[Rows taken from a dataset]
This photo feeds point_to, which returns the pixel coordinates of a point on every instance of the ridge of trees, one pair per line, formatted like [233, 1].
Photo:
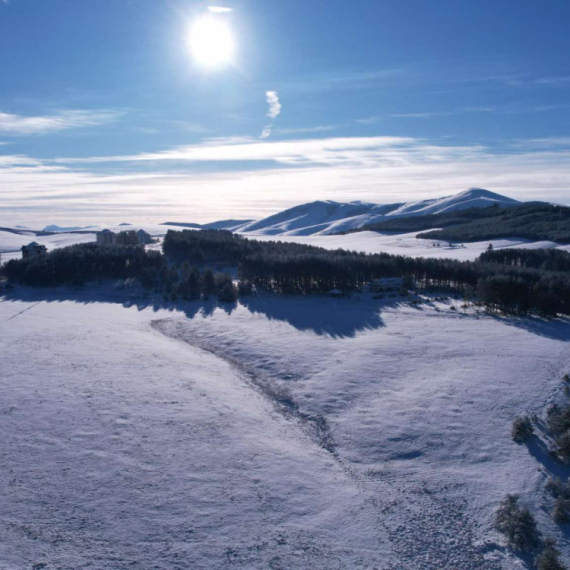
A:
[514, 281]
[532, 220]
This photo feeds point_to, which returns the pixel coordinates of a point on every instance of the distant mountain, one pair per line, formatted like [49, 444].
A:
[327, 217]
[220, 225]
[226, 224]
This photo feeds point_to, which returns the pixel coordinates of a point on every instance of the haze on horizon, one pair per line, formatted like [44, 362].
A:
[136, 110]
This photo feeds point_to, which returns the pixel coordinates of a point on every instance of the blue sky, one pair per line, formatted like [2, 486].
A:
[105, 115]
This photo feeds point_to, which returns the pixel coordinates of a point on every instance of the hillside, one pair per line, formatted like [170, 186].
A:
[534, 221]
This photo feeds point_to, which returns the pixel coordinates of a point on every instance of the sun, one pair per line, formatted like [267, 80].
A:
[211, 42]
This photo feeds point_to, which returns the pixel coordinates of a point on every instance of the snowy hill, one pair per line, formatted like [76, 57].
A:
[326, 217]
[171, 452]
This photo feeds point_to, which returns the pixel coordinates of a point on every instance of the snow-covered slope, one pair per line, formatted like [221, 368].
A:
[169, 452]
[325, 217]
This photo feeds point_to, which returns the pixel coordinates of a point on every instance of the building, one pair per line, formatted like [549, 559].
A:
[127, 238]
[33, 250]
[386, 284]
[144, 237]
[106, 237]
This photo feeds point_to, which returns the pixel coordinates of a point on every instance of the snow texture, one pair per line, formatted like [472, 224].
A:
[278, 433]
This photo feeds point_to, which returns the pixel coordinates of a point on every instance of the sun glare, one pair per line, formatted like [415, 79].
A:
[211, 42]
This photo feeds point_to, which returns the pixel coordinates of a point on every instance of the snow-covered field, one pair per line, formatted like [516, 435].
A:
[11, 243]
[136, 435]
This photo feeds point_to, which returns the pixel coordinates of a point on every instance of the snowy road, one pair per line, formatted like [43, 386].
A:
[126, 445]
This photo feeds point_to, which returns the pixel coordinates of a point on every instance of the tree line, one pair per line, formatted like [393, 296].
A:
[533, 220]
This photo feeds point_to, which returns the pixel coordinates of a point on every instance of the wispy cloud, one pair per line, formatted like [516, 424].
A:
[423, 115]
[274, 104]
[554, 81]
[274, 110]
[70, 119]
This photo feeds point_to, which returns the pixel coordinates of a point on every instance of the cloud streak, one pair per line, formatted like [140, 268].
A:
[258, 178]
[12, 124]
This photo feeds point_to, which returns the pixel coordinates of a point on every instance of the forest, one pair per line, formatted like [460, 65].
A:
[532, 220]
[515, 280]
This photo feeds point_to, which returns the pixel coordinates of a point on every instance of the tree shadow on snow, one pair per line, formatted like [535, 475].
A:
[322, 315]
[556, 329]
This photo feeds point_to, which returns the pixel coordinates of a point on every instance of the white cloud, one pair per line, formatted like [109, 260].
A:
[173, 186]
[33, 125]
[274, 110]
[274, 104]
[304, 130]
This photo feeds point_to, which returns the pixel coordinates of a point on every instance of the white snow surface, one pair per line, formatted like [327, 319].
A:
[326, 217]
[137, 435]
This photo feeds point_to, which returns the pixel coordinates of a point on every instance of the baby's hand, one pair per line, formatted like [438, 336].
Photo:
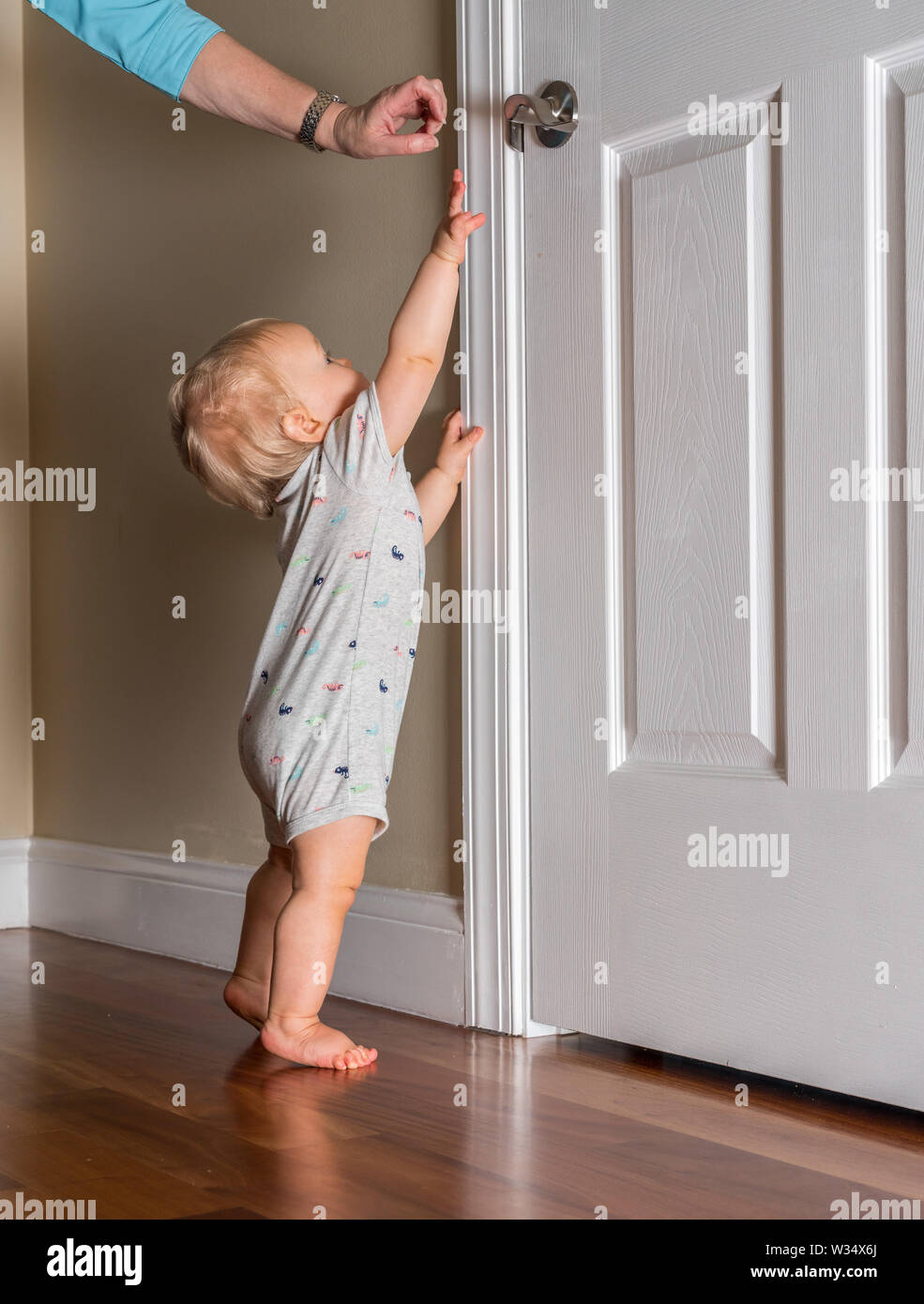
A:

- Short exercise
Reproduce verbatim everything from the line containing "like [460, 65]." down to the end of the records, that line included. Omit the pictures from the output.

- Exercise answer
This photo feeds point_to, which returns the pixel coordinates of a point on every instance of the forest, one pair per line, formatted like [460, 65].
A:
[532, 220]
[515, 280]
This photo feeds point_to, which returns the pixel coordinates of a point on every instance of the tree shadow on snow, one pair per line, formatted like [535, 475].
A:
[322, 315]
[556, 329]
This photo feeds point_to, which returns the pixel coordinates of a point on every instance of the white cloud, one pair per line, formatted like [109, 260].
A:
[173, 186]
[33, 125]
[274, 110]
[274, 104]
[304, 130]
This photo feeds point_to, which returns the pixel coordinates of a point on every instance of the white snow surface, one pair per line, formatted like [327, 319].
A:
[326, 217]
[137, 435]
This photo feeds point_to, which returns the pixel coordinates of a point on every instance of the baby's hand, one pair per line, formatted like [438, 336].
Photo:
A:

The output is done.